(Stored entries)
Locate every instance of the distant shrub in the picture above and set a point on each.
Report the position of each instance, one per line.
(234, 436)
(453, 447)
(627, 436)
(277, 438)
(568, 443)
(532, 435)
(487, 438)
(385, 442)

DIRECTIONS: After finding the line that contains "Report the position" in the records above, copy that line and each one after it exactly, through the final line.

THE COMPLETED TASK:
Report the position of each instance, one per line.
(234, 436)
(453, 447)
(627, 436)
(277, 438)
(568, 443)
(532, 435)
(487, 438)
(385, 442)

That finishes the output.